## Problem a
Using the article on The Elders, answer the following:
(i) In what month and year, and in which city, were The Elders launched?
(ii) How many members of The Elders have won the Nobel Peace Prize?
(iii) Who shut The Elders out of Zimbabwe?

## Text provided
Source: The Nation
The idea first took shape in conversations between two old friends, musician Peter Gabriel and inventive entrepreneur Richard Branson. What the world needs now, they decided, is a nucleus of wise elder statesmen and women to grapple with seemingly intractable global issues that governments and international institutions overlook or have failed to correct. Gabriel and Branson sold the concept to Nelson Mandela, and in July 2007 The Elders were launched by Mandela at a ceremony in Johannesburg.

In less than five years, the ten former national and international leaders, along with two honorary members, who form The Elders—six of whom are winners of the Nobel Peace Prize and five, former heads of state or government—have been globe-trotting, with the luxury of time to spend immersing themselves in issues in the field, far from government offices.

The Elders, collectively or in smaller subgroups, have published many statements and held many meetings with major political players around the world. There have been no sensational breakthroughs so far, however. From the beginning, they have said that headlines are not their goal; they aim to offer analysis and guidance. Consequently, their work is not very well known, even among foreign-policy experts. Being former leaders goes only so far, and there have been embarrassing setbacks: The Elders were shut out of crumbling Zimbabwe by Robert Mugabe, to cite the most glaring example.

## Data supplied
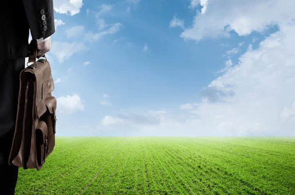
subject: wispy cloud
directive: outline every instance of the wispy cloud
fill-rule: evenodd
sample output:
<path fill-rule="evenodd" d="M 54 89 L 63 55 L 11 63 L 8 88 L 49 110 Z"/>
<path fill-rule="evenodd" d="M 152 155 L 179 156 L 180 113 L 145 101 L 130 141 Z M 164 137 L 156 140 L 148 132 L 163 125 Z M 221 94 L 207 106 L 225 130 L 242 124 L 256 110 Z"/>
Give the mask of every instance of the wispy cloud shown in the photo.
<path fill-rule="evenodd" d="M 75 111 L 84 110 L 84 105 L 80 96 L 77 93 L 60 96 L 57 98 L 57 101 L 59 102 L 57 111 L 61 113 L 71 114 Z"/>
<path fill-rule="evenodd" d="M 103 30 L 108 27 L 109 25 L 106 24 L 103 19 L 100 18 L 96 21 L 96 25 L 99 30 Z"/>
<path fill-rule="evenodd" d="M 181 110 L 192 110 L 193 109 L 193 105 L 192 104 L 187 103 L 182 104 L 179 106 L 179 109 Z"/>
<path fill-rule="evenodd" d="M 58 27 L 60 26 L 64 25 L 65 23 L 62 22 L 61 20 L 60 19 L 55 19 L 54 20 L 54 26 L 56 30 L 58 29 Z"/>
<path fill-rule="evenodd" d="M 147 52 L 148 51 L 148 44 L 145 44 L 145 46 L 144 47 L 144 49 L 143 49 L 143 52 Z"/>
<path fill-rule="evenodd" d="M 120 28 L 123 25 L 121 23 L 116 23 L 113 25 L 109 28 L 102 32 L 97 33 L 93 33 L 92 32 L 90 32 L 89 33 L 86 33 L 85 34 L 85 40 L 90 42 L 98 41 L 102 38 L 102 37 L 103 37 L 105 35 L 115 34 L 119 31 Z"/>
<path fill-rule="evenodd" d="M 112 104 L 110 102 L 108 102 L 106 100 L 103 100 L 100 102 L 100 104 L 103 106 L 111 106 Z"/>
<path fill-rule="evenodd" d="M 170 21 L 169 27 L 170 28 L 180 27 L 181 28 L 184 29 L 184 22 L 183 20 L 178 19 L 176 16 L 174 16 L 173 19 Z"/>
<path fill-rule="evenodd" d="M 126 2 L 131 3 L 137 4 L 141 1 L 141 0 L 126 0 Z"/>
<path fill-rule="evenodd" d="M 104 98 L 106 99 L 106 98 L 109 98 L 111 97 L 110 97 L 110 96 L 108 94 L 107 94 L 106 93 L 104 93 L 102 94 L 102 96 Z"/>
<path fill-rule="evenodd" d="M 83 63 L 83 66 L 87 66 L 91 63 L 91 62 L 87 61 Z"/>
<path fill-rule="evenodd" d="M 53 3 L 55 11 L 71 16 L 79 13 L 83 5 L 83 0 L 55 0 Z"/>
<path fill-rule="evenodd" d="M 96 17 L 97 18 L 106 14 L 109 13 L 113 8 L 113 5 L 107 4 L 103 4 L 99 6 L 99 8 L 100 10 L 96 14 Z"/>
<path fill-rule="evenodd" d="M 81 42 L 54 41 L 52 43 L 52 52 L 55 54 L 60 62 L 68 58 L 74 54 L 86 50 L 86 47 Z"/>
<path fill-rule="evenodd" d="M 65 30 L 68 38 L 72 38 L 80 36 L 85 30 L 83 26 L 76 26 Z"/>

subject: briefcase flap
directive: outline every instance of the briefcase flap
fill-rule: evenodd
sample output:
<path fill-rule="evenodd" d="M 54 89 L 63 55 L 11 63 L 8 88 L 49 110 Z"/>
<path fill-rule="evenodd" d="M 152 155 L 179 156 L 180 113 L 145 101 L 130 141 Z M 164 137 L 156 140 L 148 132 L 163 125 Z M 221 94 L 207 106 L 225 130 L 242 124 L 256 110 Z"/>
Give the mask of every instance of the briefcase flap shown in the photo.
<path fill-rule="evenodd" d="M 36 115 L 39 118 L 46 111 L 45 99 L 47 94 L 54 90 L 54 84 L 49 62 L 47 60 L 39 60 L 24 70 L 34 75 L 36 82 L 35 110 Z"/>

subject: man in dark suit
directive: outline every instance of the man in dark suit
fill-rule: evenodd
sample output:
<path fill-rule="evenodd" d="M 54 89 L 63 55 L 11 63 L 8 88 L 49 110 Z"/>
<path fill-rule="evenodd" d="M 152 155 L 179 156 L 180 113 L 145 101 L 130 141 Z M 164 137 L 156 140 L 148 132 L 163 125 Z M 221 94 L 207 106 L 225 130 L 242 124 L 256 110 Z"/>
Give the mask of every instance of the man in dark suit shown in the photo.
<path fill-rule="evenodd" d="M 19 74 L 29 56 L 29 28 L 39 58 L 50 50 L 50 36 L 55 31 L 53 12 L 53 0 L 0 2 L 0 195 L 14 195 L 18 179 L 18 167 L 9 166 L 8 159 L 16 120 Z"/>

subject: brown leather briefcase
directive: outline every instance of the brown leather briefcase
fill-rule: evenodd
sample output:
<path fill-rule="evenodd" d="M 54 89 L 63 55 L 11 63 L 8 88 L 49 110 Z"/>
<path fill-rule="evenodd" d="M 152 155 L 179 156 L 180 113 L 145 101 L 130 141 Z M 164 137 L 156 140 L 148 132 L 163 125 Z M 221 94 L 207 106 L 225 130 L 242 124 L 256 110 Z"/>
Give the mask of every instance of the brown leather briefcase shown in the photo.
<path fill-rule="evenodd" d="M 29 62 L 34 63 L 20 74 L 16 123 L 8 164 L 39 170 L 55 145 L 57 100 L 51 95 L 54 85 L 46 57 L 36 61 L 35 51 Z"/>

## Problem b
Lay out the stretch of the listing from its beginning through the line containing "112 104 L 110", both ends included, as a JSON list of strings with one string per line, leaving out blank lines and the pictures.

## Problem solution a
(i) July 2007, in Johannesburg.
(ii) Six.
(iii) Robert Mugabe.

## Problem solution b
[
  "subject: wispy cloud",
  "directive: outline every instance of the wispy cloud",
  "fill-rule: evenodd",
  "sample output:",
  "<path fill-rule=\"evenodd\" d=\"M 54 89 L 63 55 L 11 63 L 8 88 L 49 110 Z\"/>",
  "<path fill-rule=\"evenodd\" d=\"M 152 155 L 179 156 L 180 113 L 145 101 L 130 141 Z M 164 137 L 156 140 L 148 132 L 163 125 Z M 221 94 L 207 106 L 225 130 L 242 124 L 256 110 Z\"/>",
  "Give the mask of every instance of the wispy cloud shown in the photo.",
  "<path fill-rule=\"evenodd\" d=\"M 75 111 L 84 110 L 84 105 L 80 96 L 77 93 L 60 96 L 57 98 L 57 101 L 59 102 L 57 111 L 61 113 L 71 114 Z\"/>",
  "<path fill-rule=\"evenodd\" d=\"M 103 30 L 108 27 L 109 25 L 106 24 L 103 19 L 100 18 L 96 21 L 96 25 L 99 30 Z\"/>",
  "<path fill-rule=\"evenodd\" d=\"M 181 110 L 192 110 L 193 109 L 193 105 L 192 104 L 187 103 L 182 104 L 179 106 L 179 109 Z\"/>",
  "<path fill-rule=\"evenodd\" d=\"M 58 27 L 60 26 L 64 25 L 65 23 L 62 22 L 61 20 L 60 19 L 55 19 L 54 20 L 54 26 L 56 30 L 58 29 Z\"/>",
  "<path fill-rule=\"evenodd\" d=\"M 147 52 L 148 51 L 148 44 L 145 44 L 145 46 L 144 47 L 144 49 L 143 49 L 143 52 Z\"/>",
  "<path fill-rule=\"evenodd\" d=\"M 120 28 L 123 25 L 121 23 L 116 23 L 113 25 L 109 28 L 102 32 L 97 33 L 93 33 L 92 32 L 90 32 L 89 33 L 86 33 L 85 34 L 85 40 L 90 42 L 98 41 L 102 38 L 102 37 L 103 37 L 105 35 L 115 34 L 119 31 Z\"/>",
  "<path fill-rule=\"evenodd\" d=\"M 112 104 L 110 102 L 108 102 L 106 100 L 103 100 L 100 102 L 100 104 L 103 106 L 111 106 Z\"/>"
]